EXCERPT TO READ:
****
See? We’re not HOPELESSLY lost in the 20th century. I mean, hey, we have a wireless connection on the computers and all, and that’s groovy, isn’t it?
17 Comments
Michelle
I don’t have caller I.D. either though my inlaws have made me want to get it.
It’s never good news when they call.
Autumn's Mom
We only have caller ID because we were tricked into getting this all in one package through our phone service that included DSL. I do have to say that I love the caller ID. I don’t like talking to strangers.
Gina
We have caller id because it was included in our package as well. I have some sort of pathological need for an answering machine, so we’ve never been without one.
And man, that top phone is OLD! 😉
Py Korry
Yeah, that first phone is old, and if you look closely,it has our phone number…in Philadelphia! By the way, we left Philly in 1996.
LynnDenise
You are lucky that your phones have lasted as long as they have. We’ve had, probably, 3 or 4 different cordless phones in the past 13 years. Also, Donald explained to me that the cordless phone needs to be a different frequency than the wireless internet or, as you’ve experienced, you get bumped off the internet whenever the phone rings. The solution is to get a cordless phone that is 5.8 gigahertz or more, since, apparently, the wireless internet runs at 2.4 gigahertz.
Ginger
I enjoy very much having caller id as we get so many sales calls. And if the power goes out, none of our landlines work.
Starshine
You’re a blogger, J! That’s SOOOOOOOO new milennium!
Cherry
We got Caller ID because of the in-laws (technically future in-laws), but it has come in quite handy for the sales/politician/fund raising calls too!
Chrissy
Very cool! BTW, I know this is TOTALLY off topic, but I LOVE those blue place mats you have on your table! They’re beeeeeeeautiful! 😉
Lalunas
DO NOT get rid of your old phones. When our same model you have in your kitchen did not work very well, I went out and bought a new model phone, that lasted 6 months and it broke. We are on New phone #4. They last around 6 months or less and then quit suddenly. I have bought warrantees on each one, cause if I didn’t I would be up the creek. According to the sale people at the store, the manufactors are making CRAP and selling them for some major bucks. It is so sad. Up stairs I have a AT&T phone from the early 80’s and there is nothing wrong with it.
Maya's Granny
I have caller ID in my package, and I have to say that I resisted it and now I love it. The same with the answering machine — resisted it, now would hate to live without it.
Beenzzz
We still don’t have caller ID on our phones (blushing). We do on our cell phones. I think its a feature we definitely need to have. Is that your pink razor? Cool. 🙂
samibear
For the last 4 years since our move to Tennessee, we’ve only used cells no land line. I have most of the numbers who call me often programed in. I rarely answer a number I don’t recognize. I figure they can leave a message if it is important. The good thing about this is I get no telemarketers, politicians or salesman.
hellomelissa
because we have a home business, i have been hooked by caller id for almost 10 yrs.
love it.
ally bean
We just got caller id a few months ago. I like it. I am able to take calls in a more prepared way. When I see who it is, if I have nothing to say to them right now I don’t pick up. And if I do have something to say (i.e. the info they need from me) and/or the time to talk, I pick up.
ML
Old stuff is better quality all around. I hang on to my old, but good stuff as long as I can!
V-Grrrl
In Belgium, not only do homes not have answering machines but most businesses don’t have them either. Call waiting and caller ID are unheard of. Literally. No one knows what that is.
Your arrangement makes perfect sense to me, and back in the U.S., I always had a regular phone on hand to plug in in case I needed it.
****
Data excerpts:
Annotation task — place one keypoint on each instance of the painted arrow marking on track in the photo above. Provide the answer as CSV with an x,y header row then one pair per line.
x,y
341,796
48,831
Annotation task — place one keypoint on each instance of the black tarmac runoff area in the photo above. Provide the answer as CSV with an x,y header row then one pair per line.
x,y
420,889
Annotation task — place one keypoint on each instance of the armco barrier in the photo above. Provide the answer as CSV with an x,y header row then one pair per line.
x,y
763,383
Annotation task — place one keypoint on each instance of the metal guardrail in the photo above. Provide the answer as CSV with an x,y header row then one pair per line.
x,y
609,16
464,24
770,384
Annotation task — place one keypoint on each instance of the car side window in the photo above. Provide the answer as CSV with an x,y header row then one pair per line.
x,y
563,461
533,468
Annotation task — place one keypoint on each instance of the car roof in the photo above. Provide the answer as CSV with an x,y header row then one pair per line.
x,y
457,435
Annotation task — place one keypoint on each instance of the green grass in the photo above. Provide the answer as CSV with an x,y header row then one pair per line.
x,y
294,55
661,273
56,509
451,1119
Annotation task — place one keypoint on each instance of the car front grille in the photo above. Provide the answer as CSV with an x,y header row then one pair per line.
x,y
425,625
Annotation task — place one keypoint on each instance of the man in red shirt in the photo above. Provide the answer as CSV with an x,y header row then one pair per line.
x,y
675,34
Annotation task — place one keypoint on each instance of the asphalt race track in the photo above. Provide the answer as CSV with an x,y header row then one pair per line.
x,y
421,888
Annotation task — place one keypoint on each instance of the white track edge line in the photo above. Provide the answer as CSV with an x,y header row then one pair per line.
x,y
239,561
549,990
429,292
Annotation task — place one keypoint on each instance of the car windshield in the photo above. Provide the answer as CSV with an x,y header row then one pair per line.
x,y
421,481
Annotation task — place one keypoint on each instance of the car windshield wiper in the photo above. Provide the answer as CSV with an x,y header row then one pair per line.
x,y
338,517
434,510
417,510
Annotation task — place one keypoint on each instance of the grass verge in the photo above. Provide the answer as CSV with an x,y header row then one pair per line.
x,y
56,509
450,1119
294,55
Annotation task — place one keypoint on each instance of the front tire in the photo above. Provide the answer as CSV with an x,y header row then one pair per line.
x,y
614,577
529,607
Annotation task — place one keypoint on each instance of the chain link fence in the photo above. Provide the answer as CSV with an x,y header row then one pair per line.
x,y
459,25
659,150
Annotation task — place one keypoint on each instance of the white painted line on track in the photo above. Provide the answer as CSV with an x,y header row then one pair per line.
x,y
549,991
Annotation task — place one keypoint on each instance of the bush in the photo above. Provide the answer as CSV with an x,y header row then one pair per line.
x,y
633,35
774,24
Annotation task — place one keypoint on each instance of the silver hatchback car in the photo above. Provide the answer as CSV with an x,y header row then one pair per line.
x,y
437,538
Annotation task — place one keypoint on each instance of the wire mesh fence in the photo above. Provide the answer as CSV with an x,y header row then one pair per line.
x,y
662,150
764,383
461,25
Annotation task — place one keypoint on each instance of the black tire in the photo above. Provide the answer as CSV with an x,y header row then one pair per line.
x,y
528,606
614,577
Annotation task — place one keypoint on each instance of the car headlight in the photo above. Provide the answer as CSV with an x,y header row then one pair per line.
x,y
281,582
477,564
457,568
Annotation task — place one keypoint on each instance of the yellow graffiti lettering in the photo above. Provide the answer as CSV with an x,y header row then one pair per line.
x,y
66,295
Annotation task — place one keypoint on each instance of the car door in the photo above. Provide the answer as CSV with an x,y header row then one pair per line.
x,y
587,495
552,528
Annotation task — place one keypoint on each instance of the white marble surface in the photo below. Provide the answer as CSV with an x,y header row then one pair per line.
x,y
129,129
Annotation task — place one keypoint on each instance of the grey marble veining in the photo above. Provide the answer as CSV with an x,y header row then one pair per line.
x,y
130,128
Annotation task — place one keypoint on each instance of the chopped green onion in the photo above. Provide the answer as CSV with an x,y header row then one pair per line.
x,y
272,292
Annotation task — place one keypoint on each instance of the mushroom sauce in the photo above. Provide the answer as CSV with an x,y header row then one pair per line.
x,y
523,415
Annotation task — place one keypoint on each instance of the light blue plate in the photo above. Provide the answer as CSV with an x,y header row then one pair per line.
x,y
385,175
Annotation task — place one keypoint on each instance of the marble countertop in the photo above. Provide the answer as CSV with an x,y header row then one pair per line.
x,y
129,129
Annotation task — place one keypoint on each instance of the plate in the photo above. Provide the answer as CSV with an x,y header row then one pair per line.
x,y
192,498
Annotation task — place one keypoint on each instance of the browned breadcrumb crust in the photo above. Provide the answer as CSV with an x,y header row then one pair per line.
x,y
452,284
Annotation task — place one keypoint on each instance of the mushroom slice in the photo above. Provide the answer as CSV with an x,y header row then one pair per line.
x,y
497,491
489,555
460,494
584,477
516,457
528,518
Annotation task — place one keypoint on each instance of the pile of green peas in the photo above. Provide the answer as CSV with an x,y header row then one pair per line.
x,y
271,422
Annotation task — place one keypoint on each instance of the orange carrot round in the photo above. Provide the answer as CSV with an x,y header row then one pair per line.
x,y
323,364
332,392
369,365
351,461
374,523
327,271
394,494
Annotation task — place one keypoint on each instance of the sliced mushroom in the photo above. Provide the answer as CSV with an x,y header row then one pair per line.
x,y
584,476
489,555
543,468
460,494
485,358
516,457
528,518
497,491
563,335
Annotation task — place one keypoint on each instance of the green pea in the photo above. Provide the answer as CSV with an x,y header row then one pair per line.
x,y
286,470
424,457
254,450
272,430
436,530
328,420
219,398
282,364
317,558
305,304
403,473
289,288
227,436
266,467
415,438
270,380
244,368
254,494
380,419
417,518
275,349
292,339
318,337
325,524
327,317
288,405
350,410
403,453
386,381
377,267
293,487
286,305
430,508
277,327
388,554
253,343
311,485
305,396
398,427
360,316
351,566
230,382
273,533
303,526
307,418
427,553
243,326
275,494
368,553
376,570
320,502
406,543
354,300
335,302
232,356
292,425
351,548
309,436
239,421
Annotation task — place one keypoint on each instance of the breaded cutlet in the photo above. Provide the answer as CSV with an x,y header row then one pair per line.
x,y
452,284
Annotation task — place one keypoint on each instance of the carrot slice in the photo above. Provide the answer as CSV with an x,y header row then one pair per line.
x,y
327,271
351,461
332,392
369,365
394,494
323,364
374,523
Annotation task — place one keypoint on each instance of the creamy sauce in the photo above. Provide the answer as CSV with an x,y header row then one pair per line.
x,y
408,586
****
CHECK YOUR UNDERSTANDING:
**a)** From the caller ID comment thread, output the passage starting with "And man, that" and going on through "Philly in 1996.".
**b)** Answer these questions from the caller ID comment thread:
(i) At what frequency does the comment say the wireless internet runs?
(ii) In what year does the comment about the old phone say they left Philly?
(iii) In which country does the comment say most businesses don't have answering machines?

TASK RESPONSES:
**a)**
And man, that top phone is OLD! 😉
Py Korry
Yeah, that first phone is old, and if you look closely,it has our phone number…in Philadelphia! By the way, we left Philly in 1996.

**b)**
(i) 2.4 gigahertz
(ii) 1996
(iii) Belgium